EXCERPTED PASSAGE ::
___
Subsequently, between February 2004 and July 2005, that is for
approximately seventeen months, courts at two levels examined issues
related to payment of an invoice and the liquidation of the first
applicant's advance payment. The Court notes that the applicants have
made no specific complaints in respect of the proceedings concerning
the maintenance of the second applicant after 4 December 2001.
- The
Government objected that, in view of the Constitutional Court's
judgment of 4 February 2004, the applicants could no longer claim to
be victims of the alleged violation of their right to a hearing
within a reasonable time in the proceedings concerning the
maintenance of the second applicant. As regards the parts of the
proceedings which concerned the divorce of the second applicant's
parents and his custody, the application was inadmissible as the
applicants had filed it more than six months after the delivery of
the final decisions on the relevant issues.
___
JOBS ::
a) Reproduce everything in the judgment excerpt from "Subsequently, between February" down to "4 December 2001.".
b) Carry on writing the court judgment excerpt, starting right after its final sentence.

INFORMATION SUPPLIED ::
___
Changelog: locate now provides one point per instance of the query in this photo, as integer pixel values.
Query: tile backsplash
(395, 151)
___
THE RESPONSES ::
a)
Subsequently, between February 2004 and July 2005, that is for
approximately seventeen months, courts at two levels examined issues
related to payment of an invoice and the liquidation of the first
applicant's advance payment. The Court notes that the applicants have
made no specific complaints in respect of the proceedings concerning
the maintenance of the second applicant after 4 December 2001.

b)
- According
to the applicants, they did not obtain appropriate just satisfaction
at domestic level.
- The
proceedings were conducted before the District Court in Zvolen under
a single case number notwithstanding that they concerned the
determination of several inter-related issues, such as the divorce of
the second applicant's parents and the exercise of parental rights
and obligations. The Constitutional Court refused to consider the
period during which the divorce and custody had been determined as
final decisions on those issues had been given prior to the
introduction by the applicants of their complaint under Article 127
of the Constitution.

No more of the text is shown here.